Stored items:
>>>

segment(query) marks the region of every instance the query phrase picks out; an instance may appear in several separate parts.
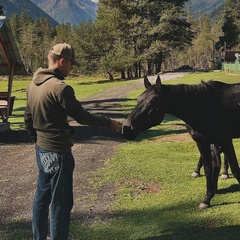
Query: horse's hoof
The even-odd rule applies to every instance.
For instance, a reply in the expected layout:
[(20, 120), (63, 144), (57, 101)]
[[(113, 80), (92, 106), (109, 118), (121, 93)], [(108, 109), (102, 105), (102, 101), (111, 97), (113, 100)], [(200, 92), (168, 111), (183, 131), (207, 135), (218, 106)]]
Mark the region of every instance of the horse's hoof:
[(193, 178), (200, 177), (200, 173), (198, 173), (198, 172), (193, 172), (193, 173), (191, 174), (191, 177), (193, 177)]
[(222, 174), (221, 179), (227, 180), (227, 179), (229, 179), (229, 176), (227, 174)]
[(206, 203), (200, 203), (200, 205), (199, 205), (199, 209), (206, 209), (206, 208), (209, 208), (210, 207), (210, 205), (209, 204), (206, 204)]

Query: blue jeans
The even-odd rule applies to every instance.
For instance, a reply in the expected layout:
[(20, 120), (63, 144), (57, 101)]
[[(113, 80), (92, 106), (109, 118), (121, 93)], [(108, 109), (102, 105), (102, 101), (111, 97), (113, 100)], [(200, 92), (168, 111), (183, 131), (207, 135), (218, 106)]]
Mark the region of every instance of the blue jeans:
[(36, 146), (36, 160), (39, 172), (33, 200), (33, 239), (46, 239), (50, 209), (51, 240), (67, 240), (73, 207), (73, 155)]

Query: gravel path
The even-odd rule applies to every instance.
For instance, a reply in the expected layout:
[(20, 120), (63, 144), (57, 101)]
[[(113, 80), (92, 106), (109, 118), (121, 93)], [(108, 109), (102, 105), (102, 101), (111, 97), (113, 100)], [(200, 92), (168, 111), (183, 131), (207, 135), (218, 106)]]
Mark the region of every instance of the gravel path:
[[(184, 74), (167, 73), (161, 75), (161, 79), (173, 79)], [(149, 77), (153, 83), (155, 79), (156, 77)], [(127, 92), (143, 88), (142, 79), (134, 81), (134, 84), (112, 88), (84, 99), (82, 104), (90, 112), (123, 121), (127, 116), (121, 104), (126, 101)], [(71, 125), (76, 130), (73, 147), (76, 162), (73, 221), (90, 223), (95, 216), (109, 218), (113, 186), (95, 190), (89, 179), (125, 140), (120, 133), (105, 128), (80, 126), (75, 121), (71, 121)], [(0, 173), (0, 236), (1, 232), (12, 231), (8, 230), (8, 222), (12, 220), (19, 221), (18, 227), (21, 229), (29, 230), (37, 168), (34, 146), (28, 140), (26, 131), (11, 131), (0, 135)]]

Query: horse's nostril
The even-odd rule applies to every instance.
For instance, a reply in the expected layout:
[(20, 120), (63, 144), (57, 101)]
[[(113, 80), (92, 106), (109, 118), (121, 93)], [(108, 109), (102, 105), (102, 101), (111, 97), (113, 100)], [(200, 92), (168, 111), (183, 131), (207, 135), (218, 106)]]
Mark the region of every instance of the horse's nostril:
[(122, 127), (122, 135), (128, 140), (135, 140), (137, 137), (137, 133), (134, 131), (133, 127), (126, 125)]

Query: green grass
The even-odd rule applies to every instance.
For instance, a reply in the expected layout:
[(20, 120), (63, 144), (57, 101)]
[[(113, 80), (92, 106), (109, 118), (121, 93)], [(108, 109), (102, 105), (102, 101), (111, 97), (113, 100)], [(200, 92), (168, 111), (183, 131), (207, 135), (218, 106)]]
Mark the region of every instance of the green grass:
[[(201, 80), (210, 79), (238, 82), (239, 76), (226, 75), (222, 72), (196, 73), (167, 83), (199, 83)], [(77, 84), (78, 81), (75, 86), (77, 88), (79, 86), (80, 97), (81, 94), (84, 95), (80, 88), (82, 90), (87, 84), (83, 86)], [(96, 84), (88, 85), (95, 88)], [(89, 93), (93, 91), (89, 90)], [(126, 111), (136, 104), (136, 97), (142, 91), (143, 89), (129, 94), (130, 100), (126, 103)], [(141, 133), (135, 142), (125, 142), (120, 145), (116, 155), (108, 159), (104, 168), (98, 170), (95, 178), (92, 179), (93, 187), (100, 189), (106, 184), (113, 184), (116, 187), (116, 191), (111, 196), (115, 198), (111, 208), (113, 217), (103, 221), (99, 213), (91, 224), (72, 221), (70, 239), (235, 240), (239, 238), (240, 193), (236, 179), (232, 177), (226, 181), (219, 179), (219, 192), (212, 200), (213, 207), (199, 210), (198, 205), (206, 191), (205, 177), (197, 179), (190, 177), (199, 153), (193, 141), (176, 138), (184, 131), (181, 124), (182, 121), (166, 115), (160, 126)], [(163, 137), (165, 138), (162, 139)], [(234, 140), (234, 145), (239, 158), (240, 140)], [(159, 187), (158, 191), (146, 193), (144, 190), (151, 183)], [(16, 234), (18, 235), (13, 239), (31, 237), (31, 233), (27, 235), (25, 229), (19, 230)]]
[[(168, 84), (199, 83), (210, 79), (238, 82), (239, 76), (191, 74), (168, 81)], [(131, 100), (126, 109), (135, 105), (141, 92), (129, 94)], [(239, 237), (240, 193), (236, 179), (219, 179), (219, 193), (212, 200), (213, 207), (199, 210), (206, 183), (205, 177), (190, 177), (199, 158), (196, 144), (181, 138), (171, 140), (183, 132), (179, 129), (181, 124), (181, 120), (166, 115), (160, 126), (141, 133), (136, 142), (126, 142), (119, 147), (117, 154), (106, 161), (105, 167), (96, 172), (96, 178), (92, 180), (95, 187), (116, 186), (114, 217), (90, 226), (72, 223), (72, 239), (233, 240)], [(169, 135), (172, 138), (161, 140)], [(234, 145), (240, 157), (240, 140), (234, 140)], [(129, 184), (121, 184), (125, 181)], [(161, 190), (141, 193), (149, 183), (158, 184)]]

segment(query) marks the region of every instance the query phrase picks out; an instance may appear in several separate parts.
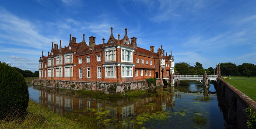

<<<

What you need to do: Copy out everything from the line containing "Query: horse's nostril" down to the line containing "127), (126, 125)]", requests included. Rescale each point coordinate in the answer by 2.05, rounding to whole numbers with halves going up, and leave the sample layouts unchanged.

Task response:
Query: horse's nostril
The even-odd rule applies to every instance.
For instance, a reply in the expected layout:
[(20, 120), (63, 144), (57, 101)]
[[(113, 80), (92, 106), (109, 118), (121, 93)], [(108, 109), (102, 105), (102, 101), (111, 97), (113, 100)], [(200, 92), (168, 111), (183, 131), (207, 135), (218, 106)]]
Mark the region of every instance of the horse's nostril:
[(250, 260), (250, 277), (262, 287), (277, 287), (281, 281), (281, 273), (275, 269), (273, 260), (258, 256)]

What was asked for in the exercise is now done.